[Location identification items]
+++

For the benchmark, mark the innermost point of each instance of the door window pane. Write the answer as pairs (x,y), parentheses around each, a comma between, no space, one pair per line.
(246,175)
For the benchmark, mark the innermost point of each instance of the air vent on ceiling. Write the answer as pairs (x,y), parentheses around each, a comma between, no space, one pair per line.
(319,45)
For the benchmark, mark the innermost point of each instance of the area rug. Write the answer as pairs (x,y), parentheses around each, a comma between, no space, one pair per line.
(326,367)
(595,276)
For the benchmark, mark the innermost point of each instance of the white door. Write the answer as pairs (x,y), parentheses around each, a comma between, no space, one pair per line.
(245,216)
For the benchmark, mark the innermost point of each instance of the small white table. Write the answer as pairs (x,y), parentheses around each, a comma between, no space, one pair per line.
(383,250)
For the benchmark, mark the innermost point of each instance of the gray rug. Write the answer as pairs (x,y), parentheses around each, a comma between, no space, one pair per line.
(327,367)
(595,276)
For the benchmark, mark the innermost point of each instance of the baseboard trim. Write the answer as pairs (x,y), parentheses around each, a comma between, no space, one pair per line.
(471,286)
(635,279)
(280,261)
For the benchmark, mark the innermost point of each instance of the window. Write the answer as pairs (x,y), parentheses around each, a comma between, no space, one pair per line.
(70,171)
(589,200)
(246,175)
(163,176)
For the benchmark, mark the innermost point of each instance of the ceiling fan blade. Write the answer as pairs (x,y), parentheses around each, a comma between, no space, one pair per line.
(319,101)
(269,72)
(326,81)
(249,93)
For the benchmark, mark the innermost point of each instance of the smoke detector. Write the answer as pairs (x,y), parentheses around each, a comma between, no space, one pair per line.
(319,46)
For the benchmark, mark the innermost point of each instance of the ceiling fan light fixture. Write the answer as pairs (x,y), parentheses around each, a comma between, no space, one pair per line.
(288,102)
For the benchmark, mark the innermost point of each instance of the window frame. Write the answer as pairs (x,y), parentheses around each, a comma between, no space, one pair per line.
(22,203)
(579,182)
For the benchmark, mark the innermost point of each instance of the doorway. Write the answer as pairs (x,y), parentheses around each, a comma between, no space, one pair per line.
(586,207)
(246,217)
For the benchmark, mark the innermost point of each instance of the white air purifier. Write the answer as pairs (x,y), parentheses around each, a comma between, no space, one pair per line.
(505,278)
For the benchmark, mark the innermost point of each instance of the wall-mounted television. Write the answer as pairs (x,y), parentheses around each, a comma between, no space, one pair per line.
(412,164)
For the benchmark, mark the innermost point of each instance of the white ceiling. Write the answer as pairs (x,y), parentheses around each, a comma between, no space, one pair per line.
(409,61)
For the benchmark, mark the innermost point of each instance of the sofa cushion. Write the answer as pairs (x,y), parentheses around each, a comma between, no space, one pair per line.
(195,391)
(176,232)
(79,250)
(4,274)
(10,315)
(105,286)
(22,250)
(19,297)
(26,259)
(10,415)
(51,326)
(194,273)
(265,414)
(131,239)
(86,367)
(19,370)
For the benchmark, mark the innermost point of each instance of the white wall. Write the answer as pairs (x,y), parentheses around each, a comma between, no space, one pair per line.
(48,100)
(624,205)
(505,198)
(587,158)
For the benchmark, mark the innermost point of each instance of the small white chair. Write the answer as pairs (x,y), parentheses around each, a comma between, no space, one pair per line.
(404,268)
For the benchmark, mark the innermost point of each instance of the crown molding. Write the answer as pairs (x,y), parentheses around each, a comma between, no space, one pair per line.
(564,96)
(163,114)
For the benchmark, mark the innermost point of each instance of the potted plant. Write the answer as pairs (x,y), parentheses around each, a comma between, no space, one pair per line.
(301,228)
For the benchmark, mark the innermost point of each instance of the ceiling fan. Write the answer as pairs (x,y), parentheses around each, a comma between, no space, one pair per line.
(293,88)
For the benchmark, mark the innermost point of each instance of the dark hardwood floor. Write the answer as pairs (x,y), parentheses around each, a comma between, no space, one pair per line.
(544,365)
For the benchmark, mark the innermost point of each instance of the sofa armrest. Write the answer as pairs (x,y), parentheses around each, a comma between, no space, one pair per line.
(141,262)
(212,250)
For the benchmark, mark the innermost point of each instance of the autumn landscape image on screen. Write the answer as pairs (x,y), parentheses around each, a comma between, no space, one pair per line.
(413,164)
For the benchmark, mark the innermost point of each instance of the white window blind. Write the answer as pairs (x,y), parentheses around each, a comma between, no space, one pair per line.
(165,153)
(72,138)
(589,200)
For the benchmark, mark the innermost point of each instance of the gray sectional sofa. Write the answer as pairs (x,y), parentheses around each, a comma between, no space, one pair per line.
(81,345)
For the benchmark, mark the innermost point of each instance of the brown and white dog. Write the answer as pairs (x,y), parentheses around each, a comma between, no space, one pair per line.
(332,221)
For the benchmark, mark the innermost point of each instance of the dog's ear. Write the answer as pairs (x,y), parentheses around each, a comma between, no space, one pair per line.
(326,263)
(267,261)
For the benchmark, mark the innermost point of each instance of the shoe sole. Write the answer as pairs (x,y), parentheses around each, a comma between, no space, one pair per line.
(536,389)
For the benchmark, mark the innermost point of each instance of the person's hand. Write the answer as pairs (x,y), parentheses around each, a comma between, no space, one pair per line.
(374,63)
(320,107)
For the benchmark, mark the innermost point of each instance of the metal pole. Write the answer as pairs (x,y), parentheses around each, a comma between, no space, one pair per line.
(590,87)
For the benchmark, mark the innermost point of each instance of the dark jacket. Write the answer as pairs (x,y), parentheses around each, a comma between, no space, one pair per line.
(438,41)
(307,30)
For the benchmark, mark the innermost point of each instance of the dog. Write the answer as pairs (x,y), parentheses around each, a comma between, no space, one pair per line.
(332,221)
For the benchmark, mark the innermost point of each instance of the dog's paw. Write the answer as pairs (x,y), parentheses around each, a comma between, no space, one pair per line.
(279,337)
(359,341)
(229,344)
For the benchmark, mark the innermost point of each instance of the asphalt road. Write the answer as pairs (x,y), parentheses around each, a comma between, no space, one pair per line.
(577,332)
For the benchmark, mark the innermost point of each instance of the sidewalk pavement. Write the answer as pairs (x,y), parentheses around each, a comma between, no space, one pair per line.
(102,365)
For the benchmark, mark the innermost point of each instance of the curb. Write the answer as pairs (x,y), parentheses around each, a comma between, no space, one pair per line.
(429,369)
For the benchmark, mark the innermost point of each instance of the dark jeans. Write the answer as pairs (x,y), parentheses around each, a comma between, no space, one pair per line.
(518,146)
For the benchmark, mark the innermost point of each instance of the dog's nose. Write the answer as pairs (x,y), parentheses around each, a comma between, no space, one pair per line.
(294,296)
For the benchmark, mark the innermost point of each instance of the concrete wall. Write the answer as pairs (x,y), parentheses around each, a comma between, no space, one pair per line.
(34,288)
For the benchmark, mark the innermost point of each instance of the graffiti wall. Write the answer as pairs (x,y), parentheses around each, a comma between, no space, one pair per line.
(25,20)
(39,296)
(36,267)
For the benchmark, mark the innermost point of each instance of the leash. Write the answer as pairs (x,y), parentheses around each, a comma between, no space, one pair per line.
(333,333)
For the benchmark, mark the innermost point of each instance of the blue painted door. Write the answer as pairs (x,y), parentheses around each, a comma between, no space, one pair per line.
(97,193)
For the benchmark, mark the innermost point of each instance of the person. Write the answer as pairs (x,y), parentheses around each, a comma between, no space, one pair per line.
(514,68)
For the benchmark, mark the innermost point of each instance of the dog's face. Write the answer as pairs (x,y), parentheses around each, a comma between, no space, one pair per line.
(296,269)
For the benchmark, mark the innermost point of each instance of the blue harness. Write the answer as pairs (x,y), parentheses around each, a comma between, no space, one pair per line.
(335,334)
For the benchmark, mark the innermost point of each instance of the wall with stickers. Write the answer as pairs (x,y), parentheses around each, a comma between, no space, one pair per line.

+++

Goal of the exercise: Repeat, word for word, every line from the line that contains "of the person." to the end of the entries; include both of those lines and no others.

Task answer:
For the benchmark, mark the innermost point of each instance of the person. Write the answer as pairs (x,y), parentheses around each, a comma between, no space, one pair per line.
(514,68)
For the benchmark, mark the innermost point of each instance of the dog's face. Write the answer as pairs (x,y), parentheses around each, a comma between, no space, one pair per line.
(296,269)
For the benchmark, mark the innermost point of each instance of the blue harness. Write the answer as pairs (x,y), parentheses around each, a comma between, no space, one pair per line.
(335,334)
For the benchmark, mark the innermost point of each instance of the wall with stickers. Write the answer as pairs (x,y), parentheses around each, a comma between, no space, one pair per line.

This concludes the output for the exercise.